- **Trecho**
····················

"Nunca teremos Educação de qualidade sem tempo integral"
Fonte: Zero Hora (RS)
É no nono andar do prédio do Ministério da Educação (MEC) que o ministro Aloizio Mercadante despacha, mas ultimamente tem sido visto com frequência no Palácio do Planalto, em reuniões com a presidente Dilma Rousseff. É figura constante também nas viagens presidenciais. Sua projeção junto ao staff de Dilma é recente. No começo do governo, Mercadante ocupava o ministério da Ciência e Tecnologia, mas à frente da pasta colocou em pé o programa Ciência sem Fronteiras, hoje uma das joias do governo. É Mercadante quem vem costurando os apoios à reeleição de Dilma, sendo responsável direto pelo retorno do PR e do PTB ao governo.
Embora seja a articulação política que o seduza, Mercante mantém um estilo Professoral quando o assunto é Educação. Municiado de dados – brinca que a presidente gosta de números com nove casas depois da vírgula –, mantém ao lado de seu gabinete um totem com um programa com todas as informações do ministério. A situação de uma Creche no Interior do país está ao alcance de um clique no mouse.
Apesar da desenvoltura, é a discrição que tem feito o ministro galgar degraus no coração da presidente. Hoje, comenta-se, que é o único com coragem de discordar de Dilma, mas jamais em público. É essa lealdade que o projeta como o futuro ministro da Casa Civil na próxima reforma. Mas, até lá, toca o ministério com a ajuda do gaúcho José Henrique Paim, o secretário-executivo, a quem não cansa de elogiar.
Antes de embarcar com Dilma para um périplo por Portugal e Uruguai, recebeu Zero Hora para uma conversa que durou uma hora. Era um dia tenso de mais uma das coletivas sobre dados do Enem. A fórmula para acalmar o ministro, contudo, a secretária do MEC já descobriu – todos os dias, no final da tarde, ela serve chá de maracujá com gergelim. A seguir, os principais trechos da entrevista.

····················

- **Trecho da listagem**
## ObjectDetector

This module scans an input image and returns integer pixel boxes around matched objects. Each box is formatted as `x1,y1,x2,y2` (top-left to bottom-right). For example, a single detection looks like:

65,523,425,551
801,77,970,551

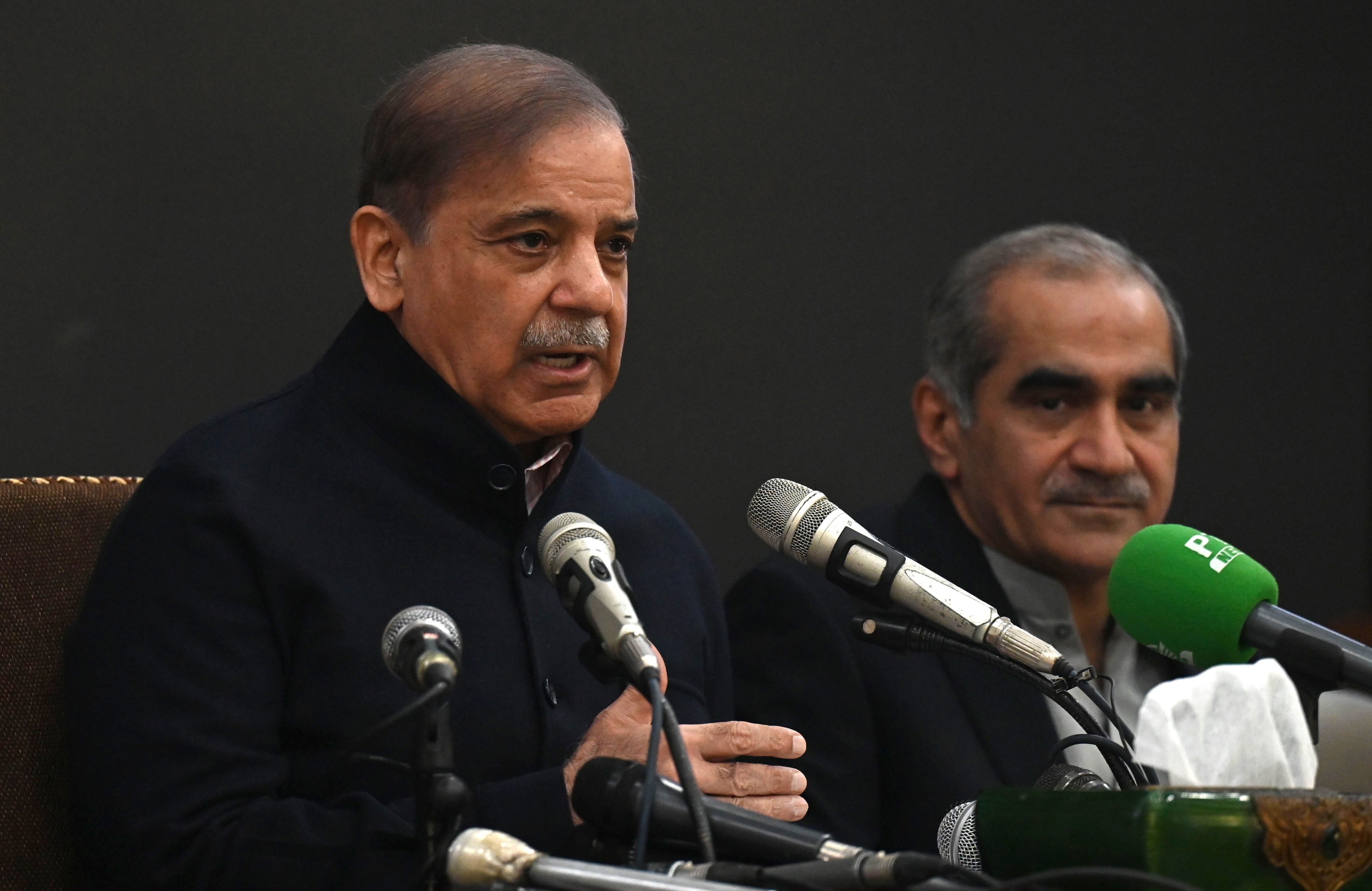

····················

- **Tarefa a cumprir**
Reproduza o trecho do texto sobre Mercadante começando em "Fonte: Zero Hora" e seguindo até "PTB ao governo.", mas troque "Palácio do Planalto" por "Palácio da Alvorada".

- **Resposta ao exercício**
Fonte: Zero Hora (RS)
É no nono andar do prédio do Ministério da Educação (MEC) que o ministro Aloizio Mercadante despacha, mas ultimamente tem sido visto com frequência no Palácio da Alvorada, em reuniões com a presidente Dilma Rousseff. É figura constante também nas viagens presidenciais. Sua projeção junto ao staff de Dilma é recente. No começo do governo, Mercadante ocupava o ministério da Ciência e Tecnologia, mas à frente da pasta colocou em pé o programa Ciência sem Fronteiras, hoje uma das joias do governo. É Mercadante quem vem costurando os apoios à reeleição de Dilma, sendo responsável direto pelo retorno do PR e do PTB ao governo.